任务说明:
请将下列全部条目中的各行整理为编号列表，略去空行。输出中不得包含图片。

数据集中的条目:
____________________

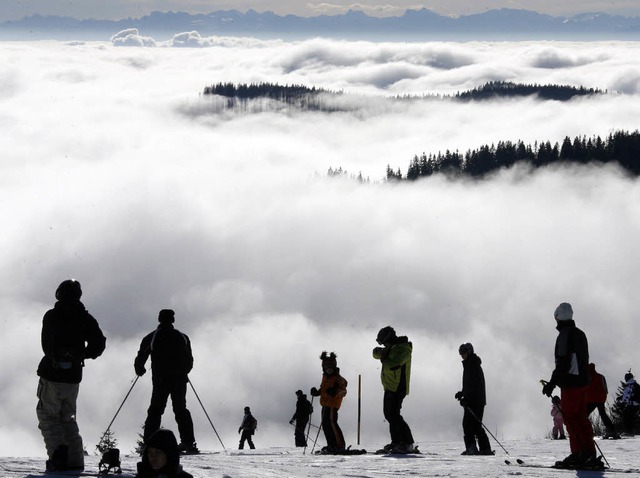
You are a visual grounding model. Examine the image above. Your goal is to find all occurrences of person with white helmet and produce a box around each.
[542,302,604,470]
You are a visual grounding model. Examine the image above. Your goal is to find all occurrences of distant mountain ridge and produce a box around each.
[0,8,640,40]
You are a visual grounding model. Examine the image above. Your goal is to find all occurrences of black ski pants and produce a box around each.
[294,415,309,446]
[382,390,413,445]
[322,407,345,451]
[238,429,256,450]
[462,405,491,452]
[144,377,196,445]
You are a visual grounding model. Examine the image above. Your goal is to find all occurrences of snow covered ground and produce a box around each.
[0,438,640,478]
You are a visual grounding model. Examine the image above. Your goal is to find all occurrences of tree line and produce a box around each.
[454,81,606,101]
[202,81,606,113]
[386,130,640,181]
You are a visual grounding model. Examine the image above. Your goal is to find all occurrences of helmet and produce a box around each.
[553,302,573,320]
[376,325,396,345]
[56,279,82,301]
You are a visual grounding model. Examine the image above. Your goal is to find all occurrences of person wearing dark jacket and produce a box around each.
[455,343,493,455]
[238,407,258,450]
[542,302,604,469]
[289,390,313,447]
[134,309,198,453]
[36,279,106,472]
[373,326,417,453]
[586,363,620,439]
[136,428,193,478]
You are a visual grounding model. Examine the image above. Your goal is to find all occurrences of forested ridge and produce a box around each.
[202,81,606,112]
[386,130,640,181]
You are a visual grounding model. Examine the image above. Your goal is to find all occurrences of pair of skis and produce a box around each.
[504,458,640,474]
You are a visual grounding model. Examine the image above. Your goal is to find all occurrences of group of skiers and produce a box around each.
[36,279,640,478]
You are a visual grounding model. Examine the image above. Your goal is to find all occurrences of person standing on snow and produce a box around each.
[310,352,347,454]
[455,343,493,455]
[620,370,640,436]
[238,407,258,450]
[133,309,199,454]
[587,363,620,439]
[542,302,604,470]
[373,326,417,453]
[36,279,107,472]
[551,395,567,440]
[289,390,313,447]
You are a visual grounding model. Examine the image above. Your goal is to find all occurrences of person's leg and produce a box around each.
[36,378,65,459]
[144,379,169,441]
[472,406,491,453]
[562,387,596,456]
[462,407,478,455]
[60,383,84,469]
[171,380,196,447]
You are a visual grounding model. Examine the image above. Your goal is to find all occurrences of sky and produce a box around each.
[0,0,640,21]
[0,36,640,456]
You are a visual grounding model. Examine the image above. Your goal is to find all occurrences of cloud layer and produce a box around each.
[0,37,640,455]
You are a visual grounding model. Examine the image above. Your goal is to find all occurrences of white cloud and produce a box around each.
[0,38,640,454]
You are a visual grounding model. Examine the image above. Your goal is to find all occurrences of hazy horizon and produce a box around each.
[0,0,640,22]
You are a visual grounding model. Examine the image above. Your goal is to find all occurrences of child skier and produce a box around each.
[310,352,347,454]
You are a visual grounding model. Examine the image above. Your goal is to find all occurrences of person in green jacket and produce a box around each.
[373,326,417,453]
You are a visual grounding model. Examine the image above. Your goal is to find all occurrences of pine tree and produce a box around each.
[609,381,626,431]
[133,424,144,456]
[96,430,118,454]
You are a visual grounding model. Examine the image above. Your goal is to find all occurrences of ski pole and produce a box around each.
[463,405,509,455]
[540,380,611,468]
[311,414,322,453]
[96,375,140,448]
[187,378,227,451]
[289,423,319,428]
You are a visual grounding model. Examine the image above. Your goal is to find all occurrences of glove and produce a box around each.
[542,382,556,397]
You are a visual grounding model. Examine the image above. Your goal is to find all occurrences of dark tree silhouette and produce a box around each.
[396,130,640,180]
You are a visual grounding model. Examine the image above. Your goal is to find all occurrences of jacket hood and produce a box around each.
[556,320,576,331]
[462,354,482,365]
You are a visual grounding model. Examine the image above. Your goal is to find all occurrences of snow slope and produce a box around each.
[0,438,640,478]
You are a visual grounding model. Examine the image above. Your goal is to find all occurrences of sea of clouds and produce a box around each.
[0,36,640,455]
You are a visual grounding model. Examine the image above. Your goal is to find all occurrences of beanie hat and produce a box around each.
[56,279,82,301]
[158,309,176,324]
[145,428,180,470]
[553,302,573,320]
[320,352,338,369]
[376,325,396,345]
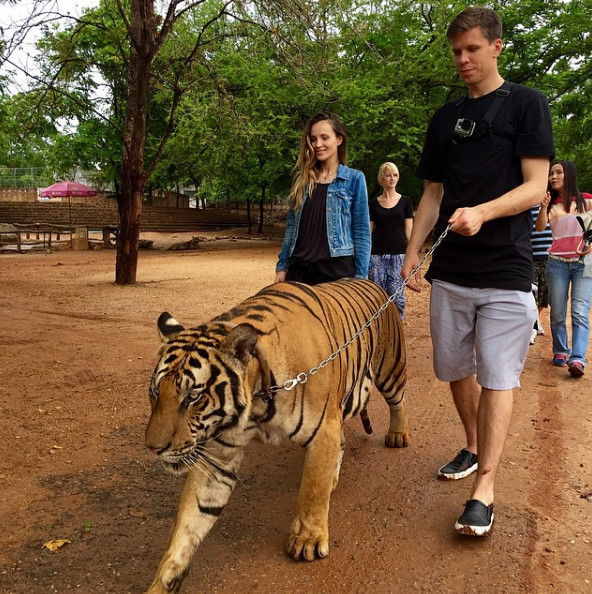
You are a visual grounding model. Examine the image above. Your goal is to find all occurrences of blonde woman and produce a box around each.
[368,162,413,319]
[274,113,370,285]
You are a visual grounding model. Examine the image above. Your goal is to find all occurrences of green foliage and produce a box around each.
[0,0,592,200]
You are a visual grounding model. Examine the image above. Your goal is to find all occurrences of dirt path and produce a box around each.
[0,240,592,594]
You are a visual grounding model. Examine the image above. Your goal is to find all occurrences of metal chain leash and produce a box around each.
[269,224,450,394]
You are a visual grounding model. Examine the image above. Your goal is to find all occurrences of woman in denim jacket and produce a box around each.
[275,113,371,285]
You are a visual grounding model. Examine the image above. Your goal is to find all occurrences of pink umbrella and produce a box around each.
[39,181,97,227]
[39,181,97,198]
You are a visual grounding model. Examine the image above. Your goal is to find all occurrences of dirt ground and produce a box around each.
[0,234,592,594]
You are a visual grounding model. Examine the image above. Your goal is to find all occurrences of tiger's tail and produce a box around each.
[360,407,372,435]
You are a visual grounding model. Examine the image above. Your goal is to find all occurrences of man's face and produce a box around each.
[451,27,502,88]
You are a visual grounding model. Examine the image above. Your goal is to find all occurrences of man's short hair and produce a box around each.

____________________

练习输出:
1. You are a visual grounding model. Examine the image above. Your goal is to find all occurrences of person with white helmet and produce a box around each.
2. [542,302,604,470]
3. You are a visual grounding model. Examine the image above. Your goal is to find all occurrences of distant mountain ridge and produce a box around each.
4. [0,8,640,40]
5. You are a visual grounding model. Examine the image above. Your goal is to find all occurrences of black ski pants and produce a box around each.
6. [294,415,309,446]
7. [382,390,413,445]
8. [322,407,345,451]
9. [238,429,256,450]
10. [462,405,491,452]
11. [144,377,196,445]
12. You are a visual grounding model. Examine the image above. Your goal is to find all occurrences of snow covered ground and produce a box around each.
13. [0,438,640,478]
14. You are a visual grounding model. Examine the image above. Your goal is to find all occurrences of tree line and produce a box around each.
15. [454,81,606,101]
16. [202,81,606,113]
17. [386,130,640,181]
18. You are a visual grounding model. Examine the image above. Your goal is to find all occurrences of helmet and produce a box around each.
19. [553,302,573,320]
20. [376,325,396,345]
21. [56,279,82,301]
22. You are a visual grounding model. Examine the image above. Your goal is to find all occurrences of person wearing dark jacket and produce a box around each.
23. [455,343,493,455]
24. [238,407,258,450]
25. [542,302,604,469]
26. [289,390,313,447]
27. [134,309,198,453]
28. [36,279,106,472]
29. [373,326,417,453]
30. [586,363,620,439]
31. [136,428,193,478]
32. You are a visual grounding model. Examine the image above. Your goal is to find all occurrences of forested ridge and produce a box around each.
33. [202,81,606,112]
34. [386,130,640,181]
35. You are a visual grounding model. Examine the image above. Your goal is to find all occurrences of pair of skis and produce a box around each.
36. [504,458,640,474]
37. You are a visual grounding model. Examine the image above. Your goal is to find all occurrences of group of skiers and produce a box around each.
38. [36,279,640,478]
39. You are a visual grounding model. Examine the image above. Your goal is to find all occurrences of person standing on snow and produce a box around each.
40. [310,352,347,454]
41. [455,343,493,455]
42. [620,370,640,436]
43. [238,407,258,450]
44. [133,309,199,454]
45. [587,363,620,439]
46. [542,302,604,470]
47. [373,326,417,453]
48. [36,279,107,472]
49. [551,395,567,440]
50. [289,390,313,447]
51. You are a visual grounding model. Examine the image above. Your goal is to find all occurrences of person's leg and produce a box around each.
52. [36,378,65,459]
53. [144,379,169,441]
54. [472,406,491,453]
55. [562,387,596,456]
56. [462,407,478,455]
57. [60,383,84,469]
58. [171,380,196,447]
59. You are a visual grounding model. Examine the image above. Your goal is to find all occurrences of sky and produce a box around each.
60. [0,0,640,21]
61. [0,36,640,456]
62. You are a visual grounding model. Examine the image above. Your goal is to find all occurrences of cloud layer and produce a box around each.
63. [0,37,640,455]
64. You are a visual grounding model. Examine the image above. Your goal is to find all occurrences of white cloud and produce a box around each.
65. [0,38,640,454]
66. You are a visual grounding model. Examine the image above. Your goal is to find all occurrences of hazy horizon and produce a box around each.
67. [0,0,640,22]
68. You are a visual grounding model. Examine the image above. Your goal is to find all occurrences of child skier and produce a box around each.
69. [310,352,347,454]
70. You are a visual grounding model. Examine the image above. Your goal is to find all occurrences of person in green jacket and produce a box around each.
71. [373,326,417,453]
72. You are a visual grounding model. Examine the image above. Your goal is to find all occurrences of pine tree and produce a box around each.
73. [609,381,626,431]
74. [133,424,144,456]
75. [96,430,118,454]
76. You are a visual grounding model. Examine the image above. Your goal is to find all occurrences of ski pole and produce a box around each.
77. [463,405,509,455]
78. [540,380,611,468]
79. [311,414,322,453]
80. [96,375,140,448]
81. [187,378,227,451]
82. [289,423,319,428]
83. You are a visual grounding model. Examine the image above. Your goal is to find all occurrences of glove and produce a box around each.
84. [542,382,556,397]
85. You are a visual grounding model. Examine the image above. Your goal is to find all occurrences of dark tree silhouette and produce a box around each.
86. [396,130,640,180]
87. You are a visual grounding model. Examine the image above. Your goal is to find all occurrences of jacket hood and produce a box around each.
88. [556,320,576,331]
89. [462,354,482,365]
90. You are a visual grounding model. Examine the image above. Your goal is to find all occurrences of snow slope and produce a box around each.
91. [0,438,640,478]
92. You are a visual grounding model. Examine the image above. Your goal is to find all occurrences of sea of clouds and produce a box around each.
93. [0,36,640,455]
94. You are a visual grounding model. Examine the image above. Your goal is to find all occurrences of beanie hat and produce a box around each.
95. [56,279,82,301]
96. [158,309,176,324]
97. [145,428,180,470]
98. [553,302,573,320]
99. [320,352,338,369]
100. [376,325,396,345]
101. You are a visual grounding model. Examine the image above. Your goal is to find all occurrences of blonde woman and produce a box around each.
102. [368,162,413,319]
103. [274,113,370,285]
104. You are a visual grounding model. Examine the image above. Your goal is to find all occurrences of green foliage and produce a box around each.
105. [0,0,592,200]
106. You are a visual grounding model. Examine the image above. Your goal is to find all occurrences of dirt path and produce a box around each.
107. [0,240,592,594]
108. You are a visual grounding model. Examine the image above. Your goal is to find all occurrences of metal chain leash and produce a box around each.
109. [269,224,450,394]
110. You are a visual grounding model. Examine the image above. Your goal is to find all occurrences of woman in denim jacket and produce a box around each.
111. [275,113,371,285]
112. You are a visual grounding model. Examine the image above. Your goal is to find all occurrences of pink umbrella and produce a box around each.
113. [39,181,97,227]
114. [39,181,97,198]
115. You are a visual grounding model. Examine the image above. Your goal is to find all occurrences of dirt ground and produce a box around each.
116. [0,234,592,594]
117. You are a visual grounding model. Examine the image above. Your goal is to find all occurrences of tiger's tail and produce a box around each.
118. [360,407,372,435]
119. You are a visual grounding model. Examine the image above. Your goal is to find all occurrences of man's face and produce a box around each.
120. [451,27,502,88]
121. You are a visual grounding model. Examine the image above. Your goal is to find all occurrences of man's short hair and produce a box around each.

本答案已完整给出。